> [Task statement]:
Which lines in the records contain the string "retaining"? List every such line in full, matching case exactly.

> [Dataset records]:
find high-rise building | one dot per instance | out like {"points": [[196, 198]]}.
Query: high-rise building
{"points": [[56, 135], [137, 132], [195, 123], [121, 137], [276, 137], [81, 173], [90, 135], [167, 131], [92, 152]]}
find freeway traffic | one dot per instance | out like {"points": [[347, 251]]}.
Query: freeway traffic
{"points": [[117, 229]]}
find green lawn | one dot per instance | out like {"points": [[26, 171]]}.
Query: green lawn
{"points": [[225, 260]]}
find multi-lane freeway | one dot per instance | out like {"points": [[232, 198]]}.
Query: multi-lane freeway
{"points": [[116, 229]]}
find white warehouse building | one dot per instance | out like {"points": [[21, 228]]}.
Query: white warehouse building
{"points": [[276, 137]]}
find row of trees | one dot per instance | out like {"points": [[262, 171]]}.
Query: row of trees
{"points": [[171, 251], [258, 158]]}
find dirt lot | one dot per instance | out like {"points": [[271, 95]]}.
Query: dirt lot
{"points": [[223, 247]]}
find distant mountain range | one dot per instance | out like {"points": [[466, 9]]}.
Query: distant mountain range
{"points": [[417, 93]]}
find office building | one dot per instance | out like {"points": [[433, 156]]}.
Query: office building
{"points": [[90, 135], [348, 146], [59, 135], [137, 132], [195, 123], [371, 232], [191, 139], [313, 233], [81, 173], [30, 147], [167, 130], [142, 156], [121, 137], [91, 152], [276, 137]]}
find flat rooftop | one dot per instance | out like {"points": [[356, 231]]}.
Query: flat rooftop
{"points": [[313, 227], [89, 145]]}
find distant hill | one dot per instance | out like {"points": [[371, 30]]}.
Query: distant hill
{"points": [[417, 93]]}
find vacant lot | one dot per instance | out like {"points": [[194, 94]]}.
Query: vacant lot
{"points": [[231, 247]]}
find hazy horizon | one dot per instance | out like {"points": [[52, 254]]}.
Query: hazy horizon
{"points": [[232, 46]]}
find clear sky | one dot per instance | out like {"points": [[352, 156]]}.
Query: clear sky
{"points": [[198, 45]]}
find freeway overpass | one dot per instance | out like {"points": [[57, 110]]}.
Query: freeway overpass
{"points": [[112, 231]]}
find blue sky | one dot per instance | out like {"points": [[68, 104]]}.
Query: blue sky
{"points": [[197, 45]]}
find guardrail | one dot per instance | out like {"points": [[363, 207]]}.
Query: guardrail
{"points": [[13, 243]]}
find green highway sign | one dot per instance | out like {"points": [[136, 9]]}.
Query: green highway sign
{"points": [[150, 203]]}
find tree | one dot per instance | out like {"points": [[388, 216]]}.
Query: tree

* * *

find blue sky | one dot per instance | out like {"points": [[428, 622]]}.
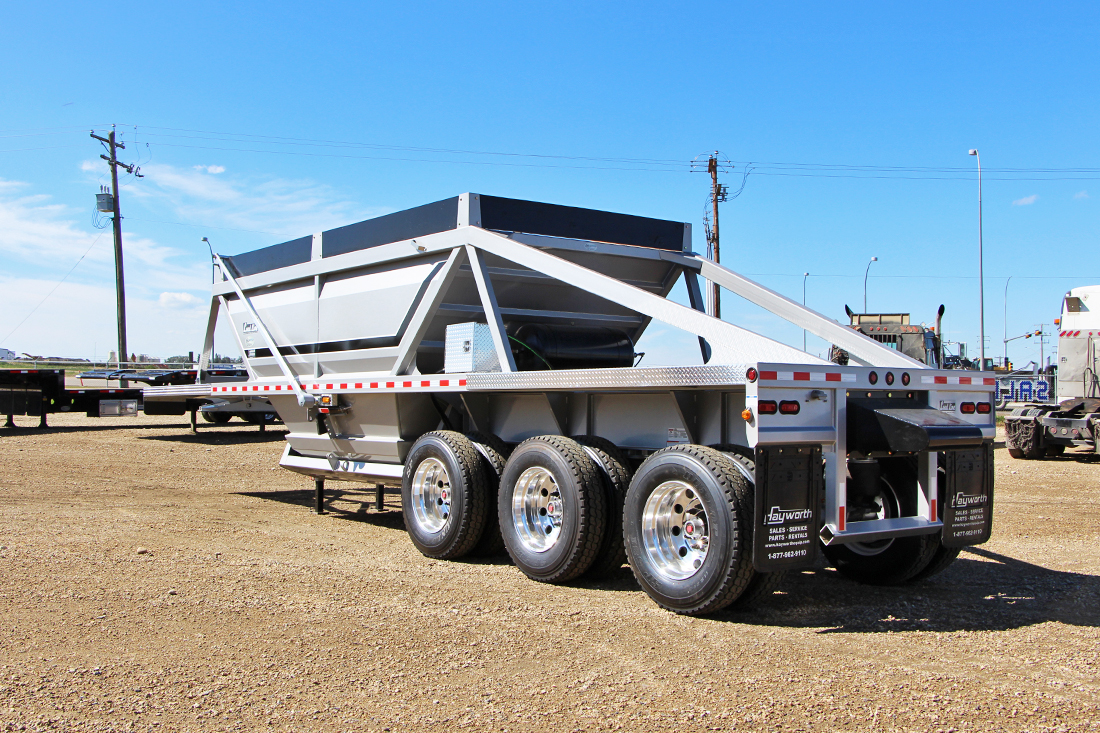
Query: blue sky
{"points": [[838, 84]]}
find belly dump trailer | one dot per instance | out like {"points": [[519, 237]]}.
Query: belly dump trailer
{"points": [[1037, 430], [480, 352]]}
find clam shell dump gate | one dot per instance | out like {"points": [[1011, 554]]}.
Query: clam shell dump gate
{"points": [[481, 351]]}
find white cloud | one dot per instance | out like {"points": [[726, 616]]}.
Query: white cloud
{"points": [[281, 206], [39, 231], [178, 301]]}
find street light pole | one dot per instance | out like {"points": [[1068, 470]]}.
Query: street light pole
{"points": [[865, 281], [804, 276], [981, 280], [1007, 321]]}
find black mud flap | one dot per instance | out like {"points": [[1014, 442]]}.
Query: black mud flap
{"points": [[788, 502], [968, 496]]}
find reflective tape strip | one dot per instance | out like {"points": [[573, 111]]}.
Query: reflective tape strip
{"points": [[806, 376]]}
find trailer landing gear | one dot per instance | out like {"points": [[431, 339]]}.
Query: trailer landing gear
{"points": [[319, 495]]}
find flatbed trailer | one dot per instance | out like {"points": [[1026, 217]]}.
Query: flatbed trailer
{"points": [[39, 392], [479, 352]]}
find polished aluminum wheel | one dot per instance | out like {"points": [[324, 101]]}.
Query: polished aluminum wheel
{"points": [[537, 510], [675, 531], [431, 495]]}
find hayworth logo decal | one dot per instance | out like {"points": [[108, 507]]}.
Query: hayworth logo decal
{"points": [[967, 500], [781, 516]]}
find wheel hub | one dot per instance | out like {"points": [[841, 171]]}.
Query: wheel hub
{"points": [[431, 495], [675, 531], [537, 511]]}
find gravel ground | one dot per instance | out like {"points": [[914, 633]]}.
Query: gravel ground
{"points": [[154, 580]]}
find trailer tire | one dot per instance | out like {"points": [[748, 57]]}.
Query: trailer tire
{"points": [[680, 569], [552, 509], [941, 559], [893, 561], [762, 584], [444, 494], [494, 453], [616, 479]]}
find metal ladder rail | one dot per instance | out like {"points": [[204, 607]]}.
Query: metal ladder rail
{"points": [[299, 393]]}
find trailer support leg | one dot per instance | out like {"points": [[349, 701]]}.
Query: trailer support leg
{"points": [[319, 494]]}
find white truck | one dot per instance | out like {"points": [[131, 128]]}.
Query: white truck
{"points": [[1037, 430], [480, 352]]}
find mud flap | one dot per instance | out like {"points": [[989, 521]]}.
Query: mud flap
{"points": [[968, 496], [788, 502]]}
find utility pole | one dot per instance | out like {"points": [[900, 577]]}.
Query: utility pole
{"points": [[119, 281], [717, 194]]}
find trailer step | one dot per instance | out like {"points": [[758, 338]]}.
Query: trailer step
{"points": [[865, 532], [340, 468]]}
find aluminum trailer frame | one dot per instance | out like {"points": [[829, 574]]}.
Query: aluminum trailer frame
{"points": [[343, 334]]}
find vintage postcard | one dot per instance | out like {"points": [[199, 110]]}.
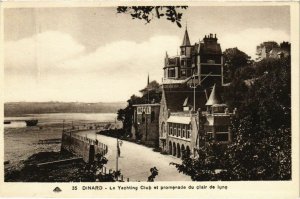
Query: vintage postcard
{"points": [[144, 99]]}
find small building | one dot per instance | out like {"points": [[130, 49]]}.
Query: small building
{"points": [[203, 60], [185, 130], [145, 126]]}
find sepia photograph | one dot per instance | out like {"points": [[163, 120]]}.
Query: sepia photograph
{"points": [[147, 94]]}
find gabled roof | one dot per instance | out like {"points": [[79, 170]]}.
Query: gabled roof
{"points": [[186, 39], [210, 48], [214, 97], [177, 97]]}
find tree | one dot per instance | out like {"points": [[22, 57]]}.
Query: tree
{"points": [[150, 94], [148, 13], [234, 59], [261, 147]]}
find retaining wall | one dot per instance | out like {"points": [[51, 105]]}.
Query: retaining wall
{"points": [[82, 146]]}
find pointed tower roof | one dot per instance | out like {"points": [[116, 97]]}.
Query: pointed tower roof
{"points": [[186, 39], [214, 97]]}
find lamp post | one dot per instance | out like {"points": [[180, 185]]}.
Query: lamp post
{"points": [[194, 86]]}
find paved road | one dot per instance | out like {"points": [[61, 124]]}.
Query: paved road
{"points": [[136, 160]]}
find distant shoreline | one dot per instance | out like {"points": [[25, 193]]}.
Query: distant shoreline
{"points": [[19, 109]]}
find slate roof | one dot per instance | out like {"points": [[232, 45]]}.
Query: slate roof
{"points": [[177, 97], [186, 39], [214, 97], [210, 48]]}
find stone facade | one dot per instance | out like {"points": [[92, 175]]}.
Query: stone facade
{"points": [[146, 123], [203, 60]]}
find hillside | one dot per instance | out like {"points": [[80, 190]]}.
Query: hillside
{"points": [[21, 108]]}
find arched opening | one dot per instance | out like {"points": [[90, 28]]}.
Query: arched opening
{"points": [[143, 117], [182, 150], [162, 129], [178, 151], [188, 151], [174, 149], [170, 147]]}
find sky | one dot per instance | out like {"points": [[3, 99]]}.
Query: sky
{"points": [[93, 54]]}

> [Result of this exercise]:
find retaining wall | one dot per instance | out like {"points": [[51, 105]]}.
Query: retaining wall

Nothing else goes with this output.